### PROVIDED PASSAGE ###

The Euro was firmer, also to the detriment of the Dollar, supported by encouraging PMIs released in the morning, seeing EUR/USD hit a peak of 1.1434 from a 1.1358 low. Attention on Thursday turns to the ECB rate decision, with a 25bps rate cut expected. Meanwhile, there was optimistic trade commentary from USTR Greer after meeting with EU Trade Chief Sefcovic. Both sides said talks are constructive and advancing quickly with the EU.
The Yen was firmer thanks to weakness in the Dollar, with havens generally outperforming today (Yen, Swissy, and Gold all up), supported by fears of an economic slowdown after the aforementioned ADP and PMI report. Before the release of the US data, USD/JPY saw slight weakness on a Reuters sources report that said the BoJ is considering slowing the pace of its bond tapering next year.
The Yuan (CNH) saw solid gains as the dollar tumbled, with traders turning their attention to the talks between US President Trump and Chinese President Xi, which are reportedly set to take place on Friday. Meanwhile, there has been a lot of focus on rare earths, with both European and US automakers struggling with a lack of rare earth exports from China, which appears to be using rare earths as a bargaining chip in trade talks. Note, Reuters sources also reported that China has introduced a national rare earth magnet tracking system, which requires exporters to list clients and sales volumes.
The CAD saw gains, primarily as a function of the weak greenback, with little reaction seen around the BoC rate decision. The BoC left rates on hold as the majority expected, although there was a risk of a cut. Nonetheless, Governor Macklem said they came to a clear consensus to leave rates on hold. The Central Bank also continued to avoid forward guidance in the face of ongoing uncertainties, but did repeat it "will continue to assess the timing and strength of both the downward pressures on inflation from a weaker economy and the upward pressures on inflation from higher costs." It also warned that Q2 growth will be significantly lower than Q1. Looking ahead, money markets are fully discounting one more cut, with a c. 50% probability of a second.

### RECORDED INFORMATION ###

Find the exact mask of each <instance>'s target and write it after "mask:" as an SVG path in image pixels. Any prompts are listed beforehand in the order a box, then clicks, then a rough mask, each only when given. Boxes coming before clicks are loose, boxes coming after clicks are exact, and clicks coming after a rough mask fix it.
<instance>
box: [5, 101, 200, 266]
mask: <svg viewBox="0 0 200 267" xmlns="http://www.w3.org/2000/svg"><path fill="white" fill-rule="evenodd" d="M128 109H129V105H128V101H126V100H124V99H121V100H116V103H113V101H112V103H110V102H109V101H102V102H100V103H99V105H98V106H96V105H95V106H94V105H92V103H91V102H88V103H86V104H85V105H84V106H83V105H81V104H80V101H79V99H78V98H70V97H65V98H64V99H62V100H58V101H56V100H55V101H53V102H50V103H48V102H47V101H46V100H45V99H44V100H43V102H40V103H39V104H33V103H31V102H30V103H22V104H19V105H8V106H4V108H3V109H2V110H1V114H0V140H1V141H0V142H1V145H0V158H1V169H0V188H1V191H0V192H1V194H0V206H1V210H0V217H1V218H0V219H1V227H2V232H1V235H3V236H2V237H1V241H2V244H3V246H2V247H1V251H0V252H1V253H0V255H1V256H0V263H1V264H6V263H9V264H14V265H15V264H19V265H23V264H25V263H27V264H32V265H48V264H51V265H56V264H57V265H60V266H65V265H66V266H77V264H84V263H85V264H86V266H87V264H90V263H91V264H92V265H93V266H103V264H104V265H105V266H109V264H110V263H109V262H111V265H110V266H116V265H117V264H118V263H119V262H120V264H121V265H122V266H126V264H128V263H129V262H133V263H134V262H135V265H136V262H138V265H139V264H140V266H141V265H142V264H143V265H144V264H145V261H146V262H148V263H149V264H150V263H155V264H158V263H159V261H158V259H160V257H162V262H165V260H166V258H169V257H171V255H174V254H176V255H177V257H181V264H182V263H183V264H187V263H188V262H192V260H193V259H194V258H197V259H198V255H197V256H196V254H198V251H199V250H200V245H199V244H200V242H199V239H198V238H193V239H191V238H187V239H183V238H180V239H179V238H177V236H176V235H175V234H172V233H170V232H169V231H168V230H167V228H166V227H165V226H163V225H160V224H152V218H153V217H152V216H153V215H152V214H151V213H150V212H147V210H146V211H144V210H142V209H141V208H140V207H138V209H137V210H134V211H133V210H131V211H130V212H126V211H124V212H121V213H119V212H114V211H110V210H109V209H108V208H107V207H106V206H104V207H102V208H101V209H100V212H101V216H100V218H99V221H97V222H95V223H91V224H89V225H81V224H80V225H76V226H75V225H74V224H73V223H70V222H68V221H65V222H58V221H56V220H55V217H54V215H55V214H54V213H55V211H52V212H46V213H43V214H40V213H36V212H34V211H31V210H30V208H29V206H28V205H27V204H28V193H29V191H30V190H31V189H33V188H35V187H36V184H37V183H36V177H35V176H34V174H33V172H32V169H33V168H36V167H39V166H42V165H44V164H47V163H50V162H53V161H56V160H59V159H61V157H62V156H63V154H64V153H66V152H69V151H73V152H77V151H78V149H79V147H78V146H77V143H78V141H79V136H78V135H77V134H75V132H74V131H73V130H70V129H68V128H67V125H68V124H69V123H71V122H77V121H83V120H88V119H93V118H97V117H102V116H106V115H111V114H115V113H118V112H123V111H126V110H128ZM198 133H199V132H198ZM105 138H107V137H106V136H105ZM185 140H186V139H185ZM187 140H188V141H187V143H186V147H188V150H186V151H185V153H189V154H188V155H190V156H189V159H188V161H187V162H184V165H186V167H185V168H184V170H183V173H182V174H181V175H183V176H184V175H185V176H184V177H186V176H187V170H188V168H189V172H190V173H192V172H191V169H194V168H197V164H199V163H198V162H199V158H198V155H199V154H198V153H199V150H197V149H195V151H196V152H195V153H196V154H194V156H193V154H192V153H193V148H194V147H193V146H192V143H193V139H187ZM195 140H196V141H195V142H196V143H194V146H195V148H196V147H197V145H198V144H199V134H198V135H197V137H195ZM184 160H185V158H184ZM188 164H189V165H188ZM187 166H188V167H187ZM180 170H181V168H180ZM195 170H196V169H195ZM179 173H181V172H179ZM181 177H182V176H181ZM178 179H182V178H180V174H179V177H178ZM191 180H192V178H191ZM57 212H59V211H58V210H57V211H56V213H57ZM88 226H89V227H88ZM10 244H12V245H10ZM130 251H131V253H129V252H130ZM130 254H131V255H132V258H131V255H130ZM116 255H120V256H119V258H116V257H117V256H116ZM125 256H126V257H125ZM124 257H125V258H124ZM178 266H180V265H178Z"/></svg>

###

## EXPLORE THE MATERIAL:
- A) Extract from the currency report everything from "The CAD saw" to "of a second.".
- B) Write what comes next in the currency report, starting after its final sentence.

## TASK-BY-TASK RESULTS:
- A)
The CAD saw gains, primarily as a function of the weak greenback, with little reaction seen around the BoC rate decision. The BoC left rates on hold as the majority expected, although there was a risk of a cut. Nonetheless, Governor Macklem said they came to a clear consensus to leave rates on hold. The Central Bank also continued to avoid forward guidance in the face of ongoing uncertainties, but did repeat it "will continue to assess the timing and strength of both the downward pressures on inflation from a weaker economy and the upward pressures on inflation from higher costs." It also warned that Q2 growth will be significantly lower than Q1. Looking ahead, money markets are fully discounting one more cut, with a c. 50% probability of a second.

- B)
Antipodes also saw decent gains amid the Dollar downside while the currencies were buoyed throughout the European session on risk-on trade with momentum continuing through heading into APAC session, seeing the NZD reclaim 0.6000, while AUD briefly reclaimed 0.6500. AUD/NZD was flat despite softer than expected Aussie GDP overnight.
EMFX was mixed with gains in the MXN, CLP, while BRL was sold, and COP was flat. In LatAm, Mexico's Economy Minister announced plans to ask the US to exclude the country from higher metal tariffs, noting it will announce "measures" next week if no deal is made on US metal tariffs. In Brazil, Services PMI contracted for the second consecutive month, while Brazil also plans to cut tax breaks and curb education in its fiscal package. Meanwhile, the BCB sells USD 400mln in a Dollar auction with a repurchase agreement. Elsewhere, in CEE, the NBP left rates on hold as expected. Czech CPI was hotter than expected (as were retail sales).